■ **SUPPLIED TEXT**
-=-=-=-=-
The Kpelle Tribe of Liberia
Outline of Presentation:
1. Introduction to the Kpelle
2. Overview of social and political structure
3. 3 types of dispute resolution:
a. Paramount Chief’s Court
b. Communal Moot
i. Film on Kpelle Ordeal
Here is a partial outline that can give some further insight into the Kpelle tribe:
The Kpelle are a people in Liberia and parts of New Guinea, Mali, Sierra Leone, and the Ivory Coast. At about 200,000 in number, they have devised a powerful, well-organized society.
- Habitat: The Kpelle area falls within the tropical forest zone of the Guinea Coast, although most vegetation is largely secondary bush due to heavy slash and burn agricultural.
Kpelle are rice farmers, growing upland rice as their subsistence crop and main cash crop. Women also grow garden vegetables, as well as some fruit. Peanuts are also a cash crop, as is sugarcane, which is also used to produce a simple type of distilled rum.
- Land Tenure: Formerlly, land said to be “owned” by the paramount chief, who divides it into portions for each town in the chiefdom. Each town chief diveds the land for his town into segments, and these segments are further split by the kwili namu (quarter elder) into parcels for each of the “families” or lineages that form the significant subgroups within the quarter.
o Once land is parceled out, it stays within the lineage and reverts to the quarter elder only when a lineage dies out or some other unusual event occurs. Thus, although a town chief, a quarter elder, or lineage head is called “owner of the land,” each is really a steward, holding the land for the group he represents.
o Most farms are individually owned by the heads of the households and are worked with the help of the farmer’s household group and cooperative work groups. A man’s farm will usually be near that of his patrilineal kinsmen or others who live in the quarter.
o Gibbs: “If the land that a man has access to through his agnates is inadequate for his needs, he may be allowed to use land that belongs to his mother’s brother or his wife’s family. Or, if he wishes, he may be able to use the land that belongs to a total stranger. In return, at harvest time he will pay a small amount of rice to the owner.
Community and Territorial Oganization
o A Kpelle town is divided into wards or quarters, which are social as well as territorial entities. “The core of the quarter consists of several groups of patrilineally related males heading their own households, a man, his brothers, and his grown sons all living near each other.” Gibbs.
-=-=-=-=-
■ **RECORDED INFORMATION**
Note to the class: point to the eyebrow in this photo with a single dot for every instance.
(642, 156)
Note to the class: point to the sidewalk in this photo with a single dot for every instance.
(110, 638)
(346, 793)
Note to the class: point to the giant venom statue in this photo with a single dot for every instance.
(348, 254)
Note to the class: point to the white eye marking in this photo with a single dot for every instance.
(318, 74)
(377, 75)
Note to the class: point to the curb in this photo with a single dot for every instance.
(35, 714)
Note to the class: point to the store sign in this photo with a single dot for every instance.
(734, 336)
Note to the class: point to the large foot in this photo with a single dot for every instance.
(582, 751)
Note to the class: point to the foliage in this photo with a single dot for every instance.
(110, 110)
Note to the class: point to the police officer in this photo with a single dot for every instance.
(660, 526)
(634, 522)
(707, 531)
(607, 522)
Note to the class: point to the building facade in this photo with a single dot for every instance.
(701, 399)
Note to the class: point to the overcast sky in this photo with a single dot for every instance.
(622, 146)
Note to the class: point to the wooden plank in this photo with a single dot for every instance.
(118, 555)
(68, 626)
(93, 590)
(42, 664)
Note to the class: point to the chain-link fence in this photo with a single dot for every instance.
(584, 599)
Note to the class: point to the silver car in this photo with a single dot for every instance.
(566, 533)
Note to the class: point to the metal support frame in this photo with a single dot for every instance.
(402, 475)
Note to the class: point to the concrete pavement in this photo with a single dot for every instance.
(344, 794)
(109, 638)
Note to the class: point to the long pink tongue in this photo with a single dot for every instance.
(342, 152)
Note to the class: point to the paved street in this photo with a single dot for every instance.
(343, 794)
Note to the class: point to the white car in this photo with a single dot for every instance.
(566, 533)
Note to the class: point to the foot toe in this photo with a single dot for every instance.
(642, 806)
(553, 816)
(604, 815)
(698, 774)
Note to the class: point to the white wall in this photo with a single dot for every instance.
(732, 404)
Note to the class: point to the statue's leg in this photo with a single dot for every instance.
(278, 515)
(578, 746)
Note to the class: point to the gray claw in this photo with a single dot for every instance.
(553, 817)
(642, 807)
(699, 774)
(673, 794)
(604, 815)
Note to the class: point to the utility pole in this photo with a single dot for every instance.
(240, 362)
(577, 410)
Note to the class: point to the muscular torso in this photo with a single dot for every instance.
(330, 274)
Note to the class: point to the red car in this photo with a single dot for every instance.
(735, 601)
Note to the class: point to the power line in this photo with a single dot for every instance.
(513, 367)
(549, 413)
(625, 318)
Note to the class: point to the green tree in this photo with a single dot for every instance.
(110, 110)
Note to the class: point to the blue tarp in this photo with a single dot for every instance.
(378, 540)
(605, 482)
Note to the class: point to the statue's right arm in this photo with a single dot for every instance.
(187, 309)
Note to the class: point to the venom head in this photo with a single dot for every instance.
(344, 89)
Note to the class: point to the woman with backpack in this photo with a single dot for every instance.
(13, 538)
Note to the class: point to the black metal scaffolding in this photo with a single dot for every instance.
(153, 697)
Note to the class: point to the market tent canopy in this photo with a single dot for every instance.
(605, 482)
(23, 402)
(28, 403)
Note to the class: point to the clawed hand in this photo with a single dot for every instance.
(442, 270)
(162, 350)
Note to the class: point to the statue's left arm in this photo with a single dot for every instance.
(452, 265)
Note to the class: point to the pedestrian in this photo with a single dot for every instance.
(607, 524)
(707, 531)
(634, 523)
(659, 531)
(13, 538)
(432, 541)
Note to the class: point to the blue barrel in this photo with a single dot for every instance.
-=-=-=-=-
■ **INSTRUCTIONS**
1/ Name every crop the Kpelle text calls a cash crop.
2/ In the Kpelle text, what does a man who farms a stranger's land give the owner in return?
The data that comes after the Kpelle text is separate material.

■ **ANSWERS TO THE TASKS**
1/ Upland rice, peanuts, sugarcane

2/ He pays the owner a small amount of rice at harvest time.